Exercise instructions.
A. In the phytoremediation excerpt, why can microplastics change how much of a co-pollutant plants take up? Answer in one to three sentences.
B. In the phytoremediation excerpt, examples from which regions show how local crop species, traditional farming methods, and socio-economic factors influence remediation results?
C. Transcribe the portion of the phytoremediation excerpt that begins at the words "9. Conclusions" and stops after the words "uptake by plants.".

Excerpt.

---

To address this gap, the inclusion of case studies from regions with intensive agriculture would improve the relevance and applicability of phytoremediation research. Examples from countries in Asia, Africa, and Latin America illustrate how local crop species, traditional farming methods, and socio-economic factors influence remediation results [193]. Challenges such as limited resources, farmer awareness, and policy support need to be tackled to guarantee effective implementation [194]. Emphasizing these real-world scenarios can assist in the creation of customized frameworks that incorporate phytoremediation into sustainable agricultural management and pollution control in areas most impacted by soil co-contamination [193].

9. Conclusions

The existence of MPs within terrestrial ecosystems presents a complex environmental challenge, especially when they coexist with organic pollutants and heavy metals. MPs affect not only the physical and chemical characteristics of the soil but also the biological reactions of plants and soil microorganisms. Their capacity to adsorb and transport pollutants modifies the environmental behavior, bioavailability, and toxicity of co-pollutants, frequently leading to either increased or decreased uptake by plants.

In accordance with the review’s focus, it is crucial to emphasize that plants have considerable potential for remediating environments that are co-contaminated through mechanisms such as uptake, translocation, sequestration, and degradation of both MPs and their associated pollutants. Essential phytoremediation mechanisms—including phytoextraction, phytostabilization, rhizofiltration, and rhizo-/phytodegradation—play a significant role in the removal or immobilization of heavy metals and organic contaminants that interact with MPs within the rhizosphere. Recent findings indicate that interactions between plants and microbes may further facilitate the transformation and degradation of pollutants, although the impact of MPs on these processes is still not fully understood.

---

Dataset content.
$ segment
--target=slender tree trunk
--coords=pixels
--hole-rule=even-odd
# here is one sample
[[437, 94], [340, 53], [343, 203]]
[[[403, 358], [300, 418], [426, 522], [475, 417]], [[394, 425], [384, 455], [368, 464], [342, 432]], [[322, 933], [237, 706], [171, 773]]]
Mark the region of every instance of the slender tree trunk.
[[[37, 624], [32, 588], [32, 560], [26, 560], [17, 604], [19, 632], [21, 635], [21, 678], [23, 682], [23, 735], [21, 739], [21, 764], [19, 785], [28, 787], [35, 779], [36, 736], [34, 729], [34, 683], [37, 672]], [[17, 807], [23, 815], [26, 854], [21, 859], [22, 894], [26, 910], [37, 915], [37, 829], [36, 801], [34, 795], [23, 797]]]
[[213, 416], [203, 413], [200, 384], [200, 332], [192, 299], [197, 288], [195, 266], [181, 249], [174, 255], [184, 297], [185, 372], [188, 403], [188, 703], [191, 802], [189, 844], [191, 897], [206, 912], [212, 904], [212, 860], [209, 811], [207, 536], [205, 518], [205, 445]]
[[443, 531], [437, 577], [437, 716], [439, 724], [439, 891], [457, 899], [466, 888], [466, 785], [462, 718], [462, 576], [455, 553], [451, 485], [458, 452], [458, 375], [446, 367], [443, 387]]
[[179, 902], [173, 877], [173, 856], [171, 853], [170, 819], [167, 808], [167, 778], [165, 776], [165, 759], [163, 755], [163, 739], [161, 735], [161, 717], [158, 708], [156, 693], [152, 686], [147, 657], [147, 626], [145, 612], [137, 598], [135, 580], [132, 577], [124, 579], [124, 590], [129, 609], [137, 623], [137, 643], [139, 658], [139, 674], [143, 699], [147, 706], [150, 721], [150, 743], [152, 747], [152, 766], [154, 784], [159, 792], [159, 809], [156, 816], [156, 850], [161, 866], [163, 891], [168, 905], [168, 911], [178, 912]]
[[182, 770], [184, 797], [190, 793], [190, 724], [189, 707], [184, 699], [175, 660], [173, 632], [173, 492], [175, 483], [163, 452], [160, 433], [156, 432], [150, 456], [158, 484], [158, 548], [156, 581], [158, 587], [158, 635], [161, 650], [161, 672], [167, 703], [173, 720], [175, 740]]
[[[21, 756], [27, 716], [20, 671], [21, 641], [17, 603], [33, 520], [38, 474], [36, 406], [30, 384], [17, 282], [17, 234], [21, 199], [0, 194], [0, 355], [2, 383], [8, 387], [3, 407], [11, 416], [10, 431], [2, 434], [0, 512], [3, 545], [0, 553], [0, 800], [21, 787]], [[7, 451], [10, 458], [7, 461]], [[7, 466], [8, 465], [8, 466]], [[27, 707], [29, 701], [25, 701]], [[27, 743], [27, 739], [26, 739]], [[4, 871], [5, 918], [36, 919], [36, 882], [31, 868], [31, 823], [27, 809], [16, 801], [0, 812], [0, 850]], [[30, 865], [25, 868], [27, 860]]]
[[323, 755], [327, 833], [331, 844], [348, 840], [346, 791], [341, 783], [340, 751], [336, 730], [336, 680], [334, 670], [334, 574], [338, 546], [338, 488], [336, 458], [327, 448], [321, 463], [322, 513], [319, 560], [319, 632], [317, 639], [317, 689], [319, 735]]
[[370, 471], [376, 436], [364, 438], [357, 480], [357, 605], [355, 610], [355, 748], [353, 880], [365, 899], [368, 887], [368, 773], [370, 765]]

---

List of solutions.
A. Microplastics can adsorb and transport pollutants. This changes the environmental behavior, bioavailability, and toxicity of the co-pollutants, which often leads to either increased or decreased uptake by plants.

B. Countries in Asia, Africa, and Latin America.

C.
9. Conclusions

The existence of MPs within terrestrial ecosystems presents a complex environmental challenge, especially when they coexist with organic pollutants and heavy metals. MPs affect not only the physical and chemical characteristics of the soil but also the biological reactions of plants and soil microorganisms. Their capacity to adsorb and transport pollutants modifies the environmental behavior, bioavailability, and toxicity of co-pollutants, frequently leading to either increased or decreased uptake by plants.